> _Your goal_: Which lines below mention "blurred"? Pick each one out.

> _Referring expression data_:
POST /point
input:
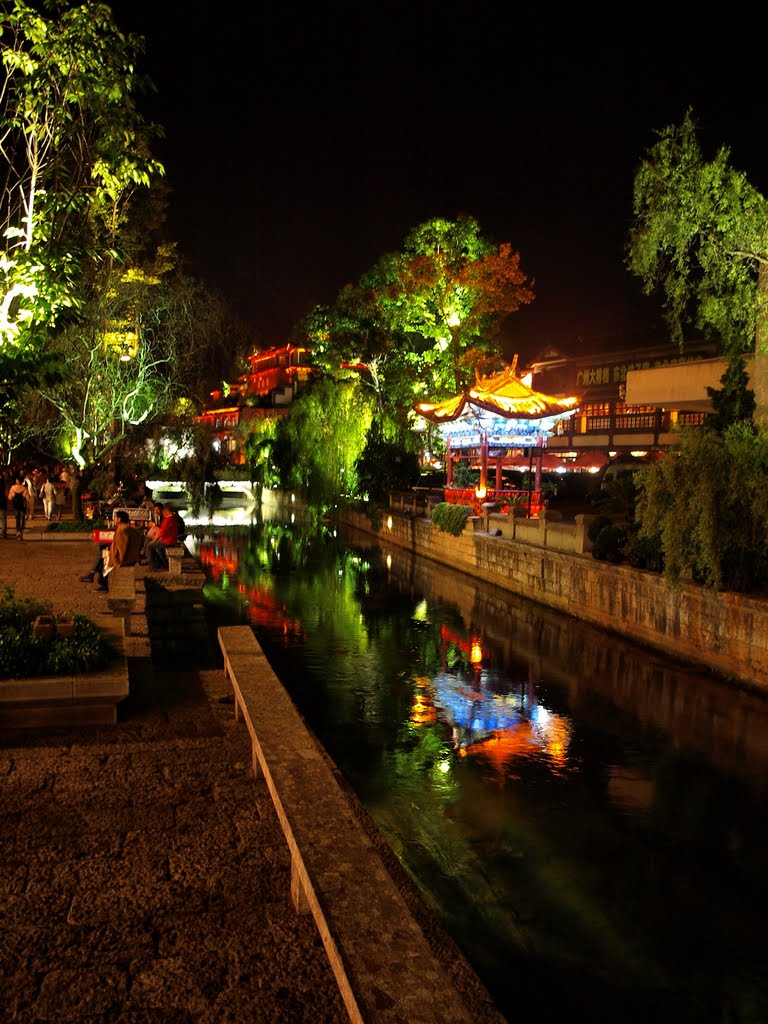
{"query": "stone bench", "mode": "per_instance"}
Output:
(122, 596)
(382, 962)
(175, 557)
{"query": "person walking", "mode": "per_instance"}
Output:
(59, 497)
(28, 482)
(4, 488)
(18, 498)
(48, 494)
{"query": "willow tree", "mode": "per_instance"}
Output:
(318, 442)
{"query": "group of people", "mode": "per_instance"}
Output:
(130, 546)
(23, 485)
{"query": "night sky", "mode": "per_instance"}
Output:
(304, 141)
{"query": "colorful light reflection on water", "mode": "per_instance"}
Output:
(590, 849)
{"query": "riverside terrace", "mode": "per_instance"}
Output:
(145, 876)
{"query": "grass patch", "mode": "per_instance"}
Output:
(24, 655)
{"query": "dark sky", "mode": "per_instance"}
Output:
(304, 141)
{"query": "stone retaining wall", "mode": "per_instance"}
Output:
(725, 632)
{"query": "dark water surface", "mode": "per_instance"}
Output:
(588, 818)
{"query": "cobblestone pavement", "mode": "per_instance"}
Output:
(143, 873)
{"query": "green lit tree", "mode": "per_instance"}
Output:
(700, 239)
(707, 503)
(74, 151)
(317, 443)
(418, 322)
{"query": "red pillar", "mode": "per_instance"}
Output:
(540, 452)
(483, 461)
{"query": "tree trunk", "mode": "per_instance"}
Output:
(760, 366)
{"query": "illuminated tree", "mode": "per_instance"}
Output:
(700, 238)
(144, 339)
(421, 320)
(74, 150)
(318, 442)
(455, 289)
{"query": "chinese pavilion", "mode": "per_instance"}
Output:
(502, 413)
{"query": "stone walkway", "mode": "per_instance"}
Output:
(143, 875)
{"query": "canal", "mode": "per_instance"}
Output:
(587, 818)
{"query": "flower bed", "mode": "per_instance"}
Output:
(73, 672)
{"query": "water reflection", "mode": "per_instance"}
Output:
(587, 817)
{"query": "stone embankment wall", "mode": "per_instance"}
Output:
(725, 632)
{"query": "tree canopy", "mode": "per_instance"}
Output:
(420, 320)
(74, 146)
(700, 238)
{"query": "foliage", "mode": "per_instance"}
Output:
(317, 443)
(24, 655)
(463, 474)
(385, 465)
(452, 518)
(617, 497)
(733, 402)
(700, 237)
(419, 321)
(707, 504)
(257, 448)
(608, 541)
(75, 148)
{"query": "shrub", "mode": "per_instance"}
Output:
(609, 544)
(452, 518)
(23, 654)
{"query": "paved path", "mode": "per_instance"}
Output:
(143, 875)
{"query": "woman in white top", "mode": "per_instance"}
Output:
(47, 493)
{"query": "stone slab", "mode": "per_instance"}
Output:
(381, 960)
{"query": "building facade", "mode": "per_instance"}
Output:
(265, 391)
(605, 419)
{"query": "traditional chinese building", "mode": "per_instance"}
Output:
(605, 420)
(266, 390)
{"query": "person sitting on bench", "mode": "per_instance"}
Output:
(168, 537)
(124, 550)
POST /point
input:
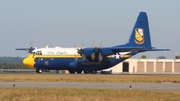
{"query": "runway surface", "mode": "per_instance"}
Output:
(167, 86)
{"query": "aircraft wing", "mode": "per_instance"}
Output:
(126, 49)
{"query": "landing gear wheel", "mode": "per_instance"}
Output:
(86, 72)
(71, 71)
(79, 71)
(39, 70)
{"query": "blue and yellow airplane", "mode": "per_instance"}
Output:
(95, 58)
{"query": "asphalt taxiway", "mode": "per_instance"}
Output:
(167, 86)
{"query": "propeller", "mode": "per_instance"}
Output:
(97, 52)
(80, 52)
(27, 49)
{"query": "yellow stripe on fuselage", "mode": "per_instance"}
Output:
(60, 56)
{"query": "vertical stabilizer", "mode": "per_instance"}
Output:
(140, 36)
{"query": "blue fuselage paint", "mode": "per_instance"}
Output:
(64, 63)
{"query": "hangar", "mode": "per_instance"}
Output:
(147, 66)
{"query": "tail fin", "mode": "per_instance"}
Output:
(140, 36)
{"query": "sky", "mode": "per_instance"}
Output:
(65, 23)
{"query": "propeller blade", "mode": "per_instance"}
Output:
(93, 44)
(100, 57)
(83, 45)
(75, 58)
(92, 56)
(84, 57)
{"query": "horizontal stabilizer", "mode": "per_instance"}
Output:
(125, 49)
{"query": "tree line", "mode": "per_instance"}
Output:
(12, 63)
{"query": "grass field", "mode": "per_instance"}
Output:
(83, 94)
(62, 94)
(89, 78)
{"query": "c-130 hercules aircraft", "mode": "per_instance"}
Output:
(92, 59)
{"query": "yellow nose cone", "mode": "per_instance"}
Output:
(29, 62)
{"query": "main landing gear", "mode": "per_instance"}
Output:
(80, 71)
(39, 70)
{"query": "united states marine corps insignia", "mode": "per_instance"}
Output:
(139, 36)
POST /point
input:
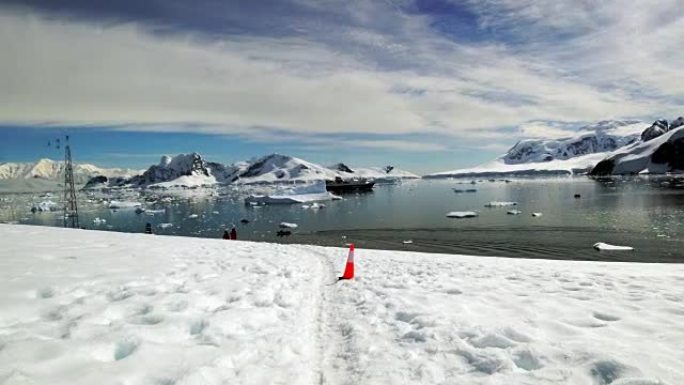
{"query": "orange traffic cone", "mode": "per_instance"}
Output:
(349, 269)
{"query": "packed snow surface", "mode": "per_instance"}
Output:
(608, 247)
(573, 155)
(87, 307)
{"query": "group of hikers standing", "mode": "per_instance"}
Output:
(230, 235)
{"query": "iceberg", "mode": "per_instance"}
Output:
(123, 204)
(46, 206)
(462, 214)
(315, 192)
(500, 204)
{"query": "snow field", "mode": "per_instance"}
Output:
(111, 308)
(84, 307)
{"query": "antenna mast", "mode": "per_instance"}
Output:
(70, 206)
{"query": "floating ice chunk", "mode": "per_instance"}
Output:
(123, 204)
(500, 204)
(46, 206)
(607, 247)
(462, 214)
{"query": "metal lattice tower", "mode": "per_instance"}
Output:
(70, 205)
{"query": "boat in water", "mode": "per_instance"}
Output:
(340, 185)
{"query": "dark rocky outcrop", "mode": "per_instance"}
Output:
(658, 128)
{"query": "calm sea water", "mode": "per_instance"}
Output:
(647, 214)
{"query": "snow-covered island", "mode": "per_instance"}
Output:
(660, 151)
(192, 170)
(89, 307)
(578, 154)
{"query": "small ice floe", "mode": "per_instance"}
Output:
(600, 246)
(462, 214)
(500, 204)
(123, 204)
(45, 206)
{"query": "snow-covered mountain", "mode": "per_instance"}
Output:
(573, 155)
(660, 151)
(190, 170)
(53, 170)
(276, 167)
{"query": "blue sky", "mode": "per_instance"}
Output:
(426, 85)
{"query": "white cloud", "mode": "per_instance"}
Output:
(386, 75)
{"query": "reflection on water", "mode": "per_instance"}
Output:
(645, 213)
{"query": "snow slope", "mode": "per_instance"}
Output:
(574, 155)
(191, 170)
(280, 168)
(659, 155)
(86, 307)
(54, 170)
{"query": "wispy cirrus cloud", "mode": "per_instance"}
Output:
(461, 72)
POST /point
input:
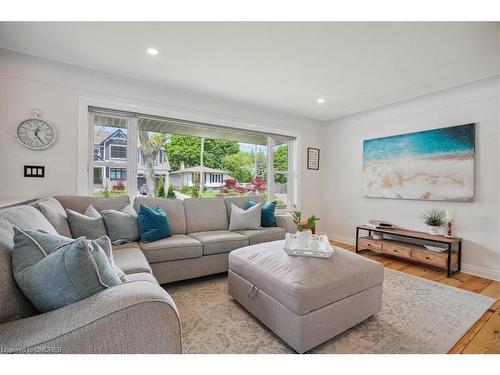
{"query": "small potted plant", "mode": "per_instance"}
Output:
(434, 218)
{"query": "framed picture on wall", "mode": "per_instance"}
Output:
(313, 158)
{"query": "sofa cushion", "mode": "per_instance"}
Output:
(13, 304)
(80, 203)
(131, 260)
(55, 214)
(27, 217)
(256, 236)
(128, 245)
(174, 209)
(141, 276)
(242, 219)
(105, 243)
(121, 225)
(90, 224)
(179, 246)
(241, 202)
(69, 273)
(205, 215)
(220, 241)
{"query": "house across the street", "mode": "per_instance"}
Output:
(213, 178)
(111, 147)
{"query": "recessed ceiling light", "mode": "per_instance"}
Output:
(152, 51)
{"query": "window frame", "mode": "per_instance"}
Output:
(85, 156)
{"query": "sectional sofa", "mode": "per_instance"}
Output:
(138, 316)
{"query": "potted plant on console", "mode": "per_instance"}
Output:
(435, 219)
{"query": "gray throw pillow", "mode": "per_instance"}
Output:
(55, 214)
(121, 225)
(245, 219)
(53, 272)
(90, 225)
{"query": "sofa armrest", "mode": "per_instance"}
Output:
(135, 317)
(285, 221)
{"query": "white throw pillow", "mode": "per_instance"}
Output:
(245, 219)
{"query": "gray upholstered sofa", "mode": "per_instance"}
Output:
(138, 316)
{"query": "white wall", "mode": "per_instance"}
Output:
(477, 222)
(28, 82)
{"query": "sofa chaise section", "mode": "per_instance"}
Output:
(135, 317)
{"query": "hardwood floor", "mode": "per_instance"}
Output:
(484, 336)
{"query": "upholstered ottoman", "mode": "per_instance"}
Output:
(305, 301)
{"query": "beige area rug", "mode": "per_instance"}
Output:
(418, 316)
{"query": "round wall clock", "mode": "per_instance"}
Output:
(35, 133)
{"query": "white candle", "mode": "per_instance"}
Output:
(450, 216)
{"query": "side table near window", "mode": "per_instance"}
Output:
(399, 244)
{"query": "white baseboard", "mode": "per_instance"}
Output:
(466, 268)
(481, 272)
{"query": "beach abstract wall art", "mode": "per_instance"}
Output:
(432, 165)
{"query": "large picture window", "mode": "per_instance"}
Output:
(137, 154)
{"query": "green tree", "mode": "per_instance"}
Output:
(170, 192)
(240, 165)
(151, 144)
(280, 163)
(260, 165)
(160, 191)
(183, 148)
(216, 150)
(186, 148)
(280, 158)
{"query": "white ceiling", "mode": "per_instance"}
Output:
(354, 65)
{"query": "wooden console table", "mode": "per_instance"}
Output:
(450, 259)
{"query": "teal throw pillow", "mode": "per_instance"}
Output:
(267, 218)
(153, 224)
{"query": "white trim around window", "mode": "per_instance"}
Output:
(84, 134)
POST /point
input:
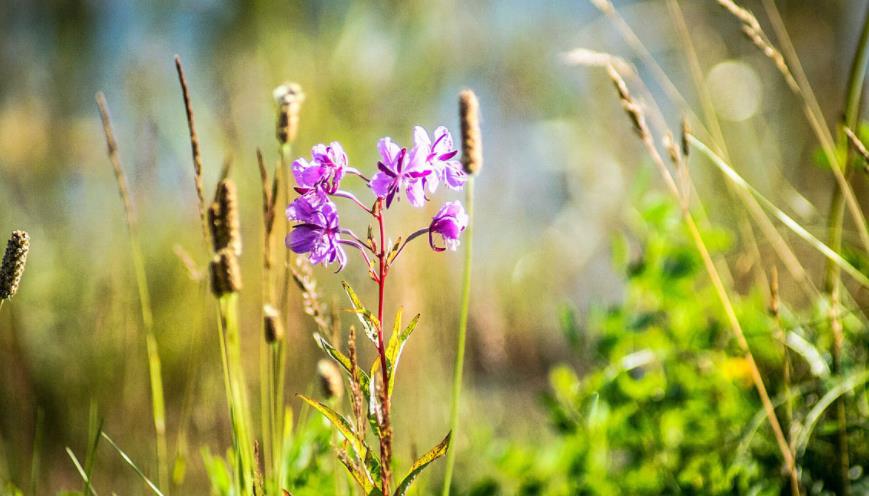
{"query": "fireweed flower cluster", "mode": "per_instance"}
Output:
(414, 173)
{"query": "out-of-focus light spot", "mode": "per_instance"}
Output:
(735, 89)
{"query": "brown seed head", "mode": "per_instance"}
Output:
(630, 106)
(330, 379)
(472, 144)
(290, 98)
(223, 218)
(274, 328)
(225, 273)
(13, 263)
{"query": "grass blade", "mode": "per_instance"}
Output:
(842, 387)
(153, 487)
(81, 472)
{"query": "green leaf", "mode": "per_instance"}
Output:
(342, 359)
(342, 424)
(844, 386)
(418, 466)
(130, 462)
(360, 475)
(81, 472)
(394, 348)
(784, 218)
(369, 321)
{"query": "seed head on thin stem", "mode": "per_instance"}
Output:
(472, 143)
(289, 97)
(225, 273)
(13, 264)
(194, 143)
(631, 107)
(223, 218)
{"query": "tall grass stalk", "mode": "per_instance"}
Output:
(458, 371)
(158, 408)
(230, 338)
(778, 243)
(472, 163)
(832, 282)
(637, 117)
(791, 68)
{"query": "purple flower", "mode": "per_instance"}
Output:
(308, 206)
(400, 169)
(319, 233)
(450, 221)
(440, 155)
(327, 166)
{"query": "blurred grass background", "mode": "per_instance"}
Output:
(559, 165)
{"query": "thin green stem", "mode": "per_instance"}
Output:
(154, 369)
(230, 338)
(832, 278)
(462, 334)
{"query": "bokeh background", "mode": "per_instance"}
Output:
(560, 165)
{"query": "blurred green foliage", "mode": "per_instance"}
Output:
(661, 401)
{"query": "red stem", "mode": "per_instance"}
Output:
(381, 285)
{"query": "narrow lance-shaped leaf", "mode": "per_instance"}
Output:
(340, 423)
(341, 358)
(418, 466)
(369, 321)
(395, 347)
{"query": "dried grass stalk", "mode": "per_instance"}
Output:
(225, 273)
(14, 260)
(753, 31)
(472, 143)
(274, 328)
(223, 218)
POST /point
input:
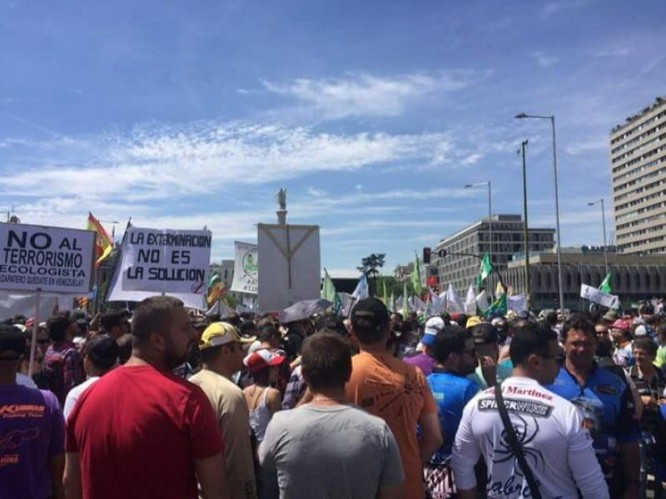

> _Your solution_:
{"query": "blurred grass background", "mode": "per_instance"}
{"query": "blurred green foliage", "mode": "per_instance"}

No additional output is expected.